◆ Work instruction ◆
Return all of the records exactly.

◆ Exercise materials ◆
_ _ _

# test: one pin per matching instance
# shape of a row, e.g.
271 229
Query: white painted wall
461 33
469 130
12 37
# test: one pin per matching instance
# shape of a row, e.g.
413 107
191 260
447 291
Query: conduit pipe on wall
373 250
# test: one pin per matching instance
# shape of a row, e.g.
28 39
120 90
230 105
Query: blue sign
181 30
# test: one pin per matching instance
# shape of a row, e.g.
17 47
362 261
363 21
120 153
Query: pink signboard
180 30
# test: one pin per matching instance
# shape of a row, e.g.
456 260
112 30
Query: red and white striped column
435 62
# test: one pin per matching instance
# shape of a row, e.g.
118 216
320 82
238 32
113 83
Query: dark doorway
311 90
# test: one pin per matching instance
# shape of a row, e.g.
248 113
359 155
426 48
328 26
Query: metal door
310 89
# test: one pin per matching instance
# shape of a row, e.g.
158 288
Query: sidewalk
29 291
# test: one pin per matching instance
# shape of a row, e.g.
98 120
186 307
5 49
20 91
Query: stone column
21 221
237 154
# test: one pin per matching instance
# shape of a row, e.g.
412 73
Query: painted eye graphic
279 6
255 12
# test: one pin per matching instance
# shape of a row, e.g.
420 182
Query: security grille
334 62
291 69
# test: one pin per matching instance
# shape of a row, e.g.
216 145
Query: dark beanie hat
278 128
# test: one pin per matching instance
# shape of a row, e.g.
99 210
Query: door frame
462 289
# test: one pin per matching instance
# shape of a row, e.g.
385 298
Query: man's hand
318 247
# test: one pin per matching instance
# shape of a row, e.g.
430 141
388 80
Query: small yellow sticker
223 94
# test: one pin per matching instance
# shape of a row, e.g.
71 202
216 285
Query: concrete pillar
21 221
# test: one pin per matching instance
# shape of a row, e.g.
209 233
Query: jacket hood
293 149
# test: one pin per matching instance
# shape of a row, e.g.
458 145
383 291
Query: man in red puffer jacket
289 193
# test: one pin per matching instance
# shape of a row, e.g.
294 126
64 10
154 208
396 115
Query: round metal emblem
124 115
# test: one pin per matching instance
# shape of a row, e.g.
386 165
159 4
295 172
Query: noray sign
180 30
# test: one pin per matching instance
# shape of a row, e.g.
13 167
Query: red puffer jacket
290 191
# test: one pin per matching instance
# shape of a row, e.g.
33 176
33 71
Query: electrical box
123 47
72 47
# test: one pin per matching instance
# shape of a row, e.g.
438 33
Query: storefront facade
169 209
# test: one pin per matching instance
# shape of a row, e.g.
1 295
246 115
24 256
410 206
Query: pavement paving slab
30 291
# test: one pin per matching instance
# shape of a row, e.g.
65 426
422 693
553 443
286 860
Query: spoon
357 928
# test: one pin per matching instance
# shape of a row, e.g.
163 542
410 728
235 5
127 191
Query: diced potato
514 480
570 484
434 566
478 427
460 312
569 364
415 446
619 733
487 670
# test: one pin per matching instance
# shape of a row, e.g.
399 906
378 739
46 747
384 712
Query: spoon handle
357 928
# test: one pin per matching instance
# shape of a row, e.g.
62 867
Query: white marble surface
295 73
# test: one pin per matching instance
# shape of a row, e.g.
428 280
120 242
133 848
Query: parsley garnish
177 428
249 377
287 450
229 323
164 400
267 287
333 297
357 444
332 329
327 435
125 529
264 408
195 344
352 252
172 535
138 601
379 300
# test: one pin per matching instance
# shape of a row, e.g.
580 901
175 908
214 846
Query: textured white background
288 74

_ _ _

◆ Answer section ◆
# test: one pin per matching instance
# shape of a row, e.g.
271 229
Query: white painted wall
461 33
469 130
12 37
# test: one pin per matching instance
# shape of a row, e.g.
413 107
191 260
447 291
Query: conduit pipe on wall
373 250
# test: one pin per matching instance
# shape of a row, e.g.
28 39
120 90
230 105
Query: blue sign
181 30
# test: one pin per matching instance
# shape of a row, e.g.
17 47
362 261
363 21
120 153
Query: pink signboard
180 30
# test: one pin per matching instance
# shape of a row, e.g.
456 260
112 30
Query: red and white striped column
435 62
# test: one pin per matching instance
# shape of a row, e.g.
118 216
320 82
238 32
113 83
Query: dark doorway
311 90
# test: one pin per matching instance
# shape of a row, e.g.
248 113
359 155
426 48
328 26
Query: metal door
310 89
# test: one pin per matching instance
# shape of a row, e.g.
158 288
Query: sidewalk
29 291
# test: one pin per matching instance
# shape of a row, e.g.
98 120
186 307
5 49
20 91
Query: stone column
21 221
237 154
# test: one pin per matching instance
# shape of a row, e.g.
412 73
Query: painted eye graphic
279 6
255 12
# test: one pin per matching instance
# shape of a row, e.g.
420 182
Query: security grille
334 62
291 69
# test: one pin per matching instance
# shape of a row, e.g.
216 145
Query: dark beanie hat
278 128
# test: one pin per matching instance
# shape of a row, e.g.
99 210
Query: door frame
462 289
# test: one pin per matching instance
# shape of a row, e.g.
385 298
Query: man's hand
318 247
# test: one pin per matching instance
# shape of a row, e.g.
430 141
388 80
Query: small yellow sticker
223 94
# test: one pin per matching instance
# shape of a row, e.g.
71 202
216 285
Query: concrete pillar
21 221
# test: one pin per matching instance
# shape of a row, e.g.
209 233
Query: jacket hood
293 149
# test: one pin per matching instance
# shape of a row, e.g.
458 145
383 291
Query: man in red puffer jacket
289 193
# test: one pin per matching instance
# shape of a row, e.g.
294 126
64 10
154 208
396 115
Query: round metal emblem
124 115
# test: one pin per matching instance
# shape of a row, e.g.
386 165
159 4
295 172
Query: noray sign
180 30
# test: one pin per matching instance
# shape of a row, e.g.
13 167
Query: red puffer jacket
290 191
# test: one pin per matching instance
# shape of a row, e.g.
33 176
33 71
Query: electrical box
123 47
72 47
# test: one pin per matching instance
# shape of a row, e.g.
438 33
Query: storefront facade
169 209
# test: one pin per matching instance
# shape of a row, e.g.
1 295
246 115
24 256
410 206
Query: pavement paving slab
30 291
# test: one pin per matching instance
# shape of a row, e.g.
65 426
422 693
553 443
286 860
Query: spoon
357 928
# test: one pin per matching instance
# shape of a row, e.g.
163 542
410 728
235 5
127 191
Query: diced potato
514 480
570 484
434 566
478 427
460 312
569 364
415 446
619 733
487 670
# test: one pin per matching instance
# shape of a row, e.g.
399 906
378 739
46 747
384 712
Query: spoon handle
357 928
# test: one pin per matching instance
# shape of a row, e.g.
62 867
Query: white marble surface
295 73
# test: one pin per matching instance
# shape of a row, e.g.
428 280
120 242
133 848
Query: parsley garnish
177 428
249 377
287 450
229 323
164 400
267 287
333 297
357 444
332 329
327 435
125 529
264 408
195 344
352 252
172 535
138 601
379 300
# test: one pin per matching instance
# shape of a row, e.g.
580 901
175 908
214 846
Query: textured white background
288 74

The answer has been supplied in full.